◆ What is being asked
The records below are to be set down word for word, with every picture left out.

◆ Stored items
┏━━

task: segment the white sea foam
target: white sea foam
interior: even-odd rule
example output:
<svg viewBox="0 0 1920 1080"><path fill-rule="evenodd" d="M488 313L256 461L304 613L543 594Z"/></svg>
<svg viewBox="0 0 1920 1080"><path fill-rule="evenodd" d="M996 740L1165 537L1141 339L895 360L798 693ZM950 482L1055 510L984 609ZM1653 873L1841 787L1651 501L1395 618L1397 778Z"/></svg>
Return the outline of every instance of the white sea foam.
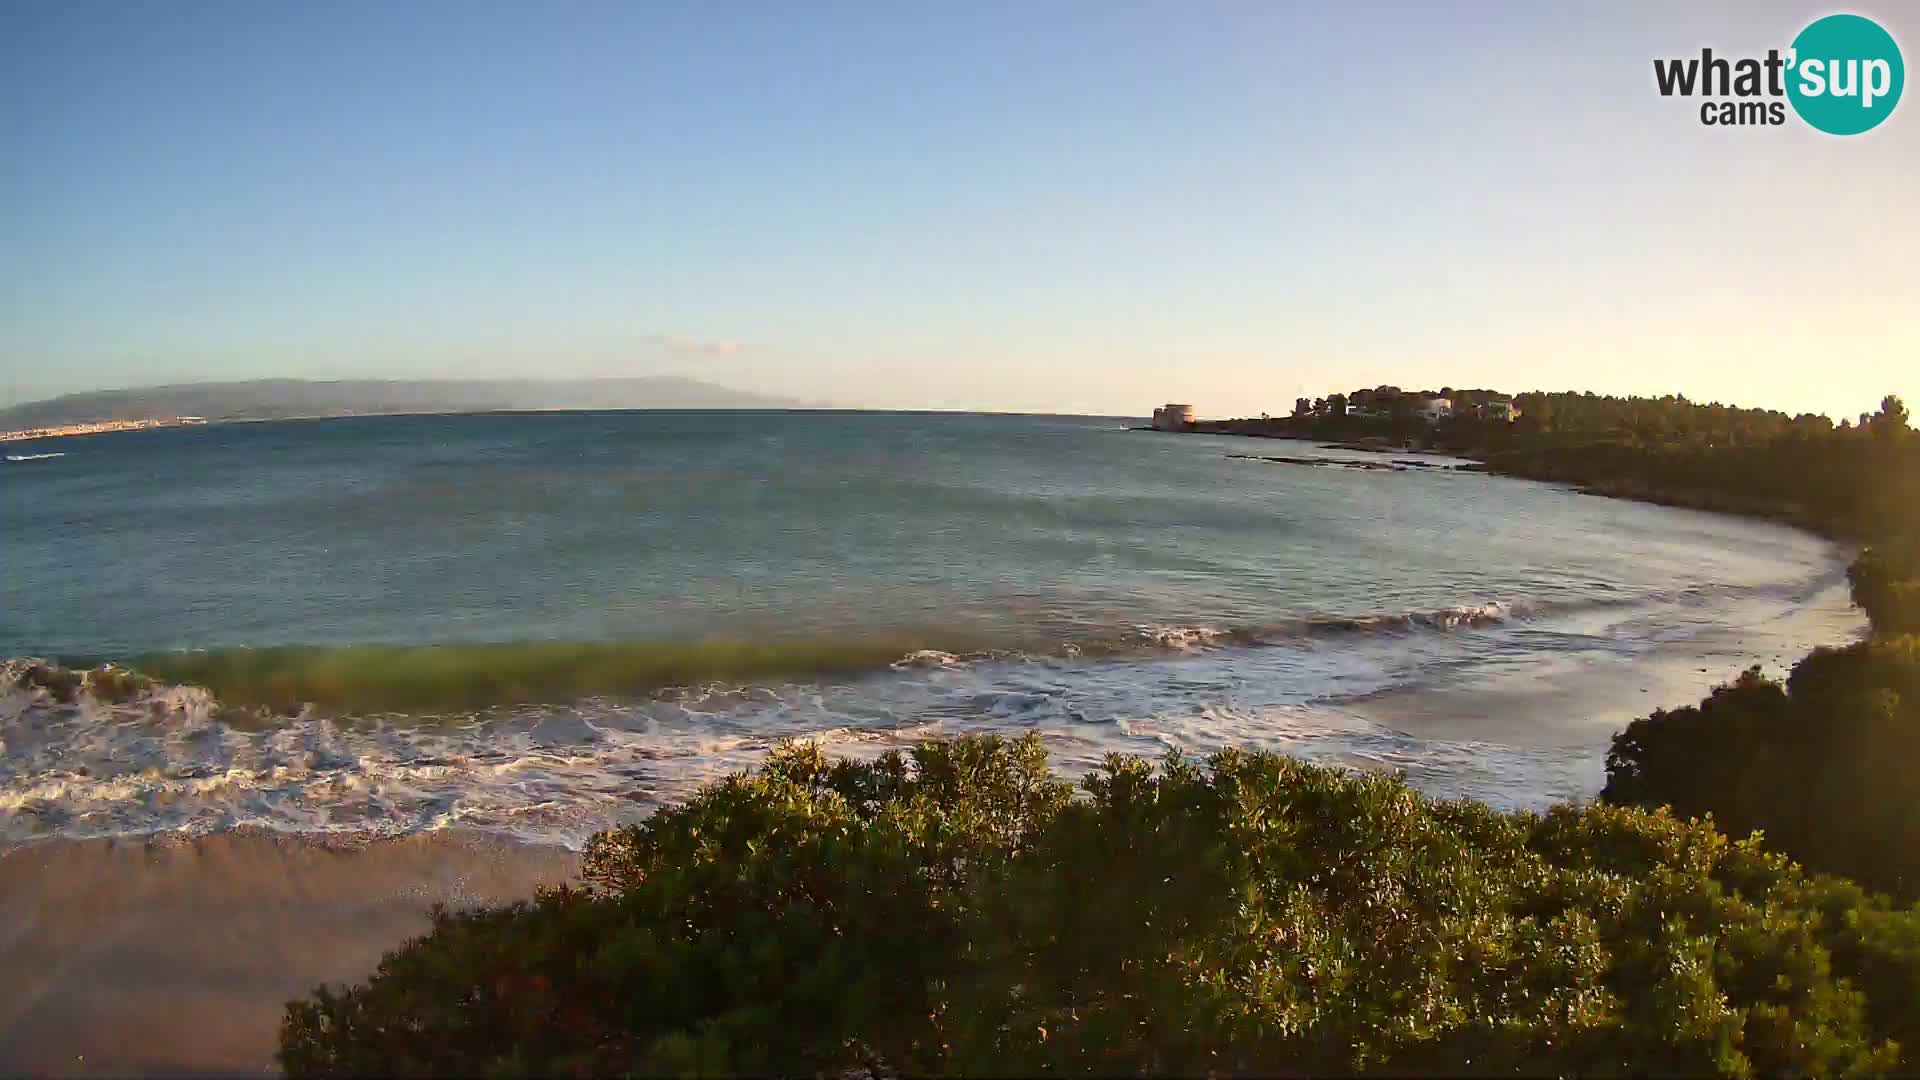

┗━━

◆ Exercise response
task: segment the white sea foam
target: white sea foam
interior: even-odd rule
example output:
<svg viewBox="0 0 1920 1080"><path fill-rule="evenodd" d="M488 313L256 461L304 613L543 594Z"/></svg>
<svg viewBox="0 0 1920 1080"><path fill-rule="evenodd" d="M996 740L1165 537L1141 339L895 360L798 693ZM950 482L1055 510L984 609ZM1653 873L1841 787L1651 501L1395 618L1397 778Z"/></svg>
Return the outline of every instance of the white sea foam.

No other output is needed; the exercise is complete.